# [TASK STATEMENT]
Reproduce the Rome summer program description below in full, word for word.

Sunday, May 24, 2020 to Saturday, June 27, 2020



Area of Focus

Arts & Humanities

Distributional Requirements

Fulfills Hu distributional requirement


Study Center

Course Number



2 Yale credits


Virginia Jewiss 


Yale College Applicants: HUMS 444 (City of Rome) or permission from instructor, Virginia Jewiss, if not enrolled in HUMS 444 during the Fall term, who will determine if the applicant has a satisfactory background in the program’s subject matter.

Other Applicants: Permission from program instructor, Virginia Jewiss, who will determine if the applicant has a satisfactory background in the program’s subject matter.


Rome was Aeneas’s new home, and heir to the glory of Greece. Under the Caesars, Rome was the seat of the most extraordinary imperial power the world has ever known. Rome was where Peter became the rock of the Church, and it remains the indisputable center of western Christendom. Rome was where Petrarch gazed out on the ruins of that ancient civilization; his ruminations gave rise to the Renaissance. Rome was where Martin Luther witnessed the corruption and decadence of ecclesiastic power; his outrage fueling the Reformation. And Rome is where the Church responded most dramatically to that schism; the spectacular artistic patronage and urban planning of the Baroque period reshaped the city. Rome was the high point of the Grand Tour and the mecca for Romantics. In 1938 Rome was where Hitler first met Mussolini. And in 1957 the signing of the Treaty of Rome led to the founding of the European Economic Community.

Nothing is simply ancient history in the Eternal City. The intersection - still visible in the urban landscape - of past and present, of arts, politics, and theology is the focus of this five-week, interdisciplinary study of Rome from its legendary origins through its evolving presence at the crossroads of Europe and the world.

In addition to the core curriculum, students will complete a guided independent research project, which will allow them to pursue a particular interest and get to know the city better. 

Class days, times, and locations will vary, as the city of Rome is the classroom! However, students should expect about 2 - 3 hours of work outside the classroom each day, as well excursions and other program activities.

The schedule below is from a previous summer and contains dates that differ from those of the upcoming summer.

# [COLLECTED DATA]
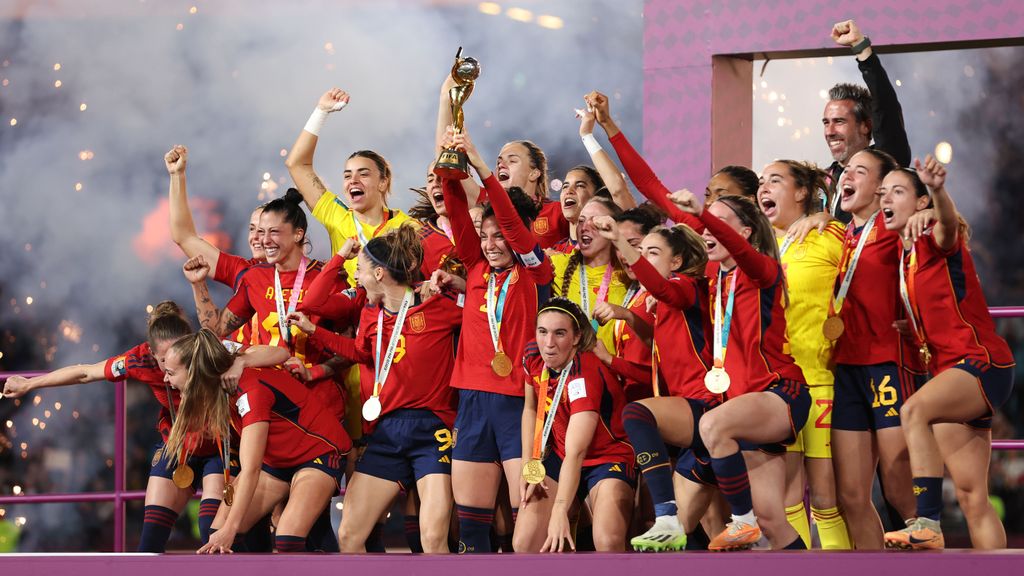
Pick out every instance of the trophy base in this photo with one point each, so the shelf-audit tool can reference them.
(453, 165)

# [WORKED SOLUTION]
Sunday, May 24, 2020 to Saturday, June 27, 2020



Area of Focus

Arts & Humanities

Distributional Requirements

Fulfills Hu distributional requirement


Study Center

Course Number



2 Yale credits


Virginia Jewiss 


Yale College Applicants: HUMS 444 (City of Rome) or permission from instructor, Virginia Jewiss, if not enrolled in HUMS 444 during the Fall term, who will determine if the applicant has a satisfactory background in the program’s subject matter.

Other Applicants: Permission from program instructor, Virginia Jewiss, who will determine if the applicant has a satisfactory background in the program’s subject matter.


Rome was Aeneas’s new home, and heir to the glory of Greece. Under the Caesars, Rome was the seat of the most extraordinary imperial power the world has ever known. Rome was where Peter became the rock of the Church, and it remains the indisputable center of western Christendom. Rome was where Petrarch gazed out on the ruins of that ancient civilization; his ruminations gave rise to the Renaissance. Rome was where Martin Luther witnessed the corruption and decadence of ecclesiastic power; his outrage fueling the Reformation. And Rome is where the Church responded most dramatically to that schism; the spectacular artistic patronage and urban planning of the Baroque period reshaped the city. Rome was the high point of the Grand Tour and the mecca for Romantics. In 1938 Rome was where Hitler first met Mussolini. And in 1957 the signing of the Treaty of Rome led to the founding of the European Economic Community.

Nothing is simply ancient history in the Eternal City. The intersection - still visible in the urban landscape - of past and present, of arts, politics, and theology is the focus of this five-week, interdisciplinary study of Rome from its legendary origins through its evolving presence at the crossroads of Europe and the world.

In addition to the core curriculum, students will complete a guided independent research project, which will allow them to pursue a particular interest and get to know the city better. 

Class days, times, and locations will vary, as the city of Rome is the classroom! However, students should expect about 2 - 3 hours of work outside the classroom each day, as well excursions and other program activities.

The schedule below is from a previous summer and contains dates that differ from those of the upcoming summer.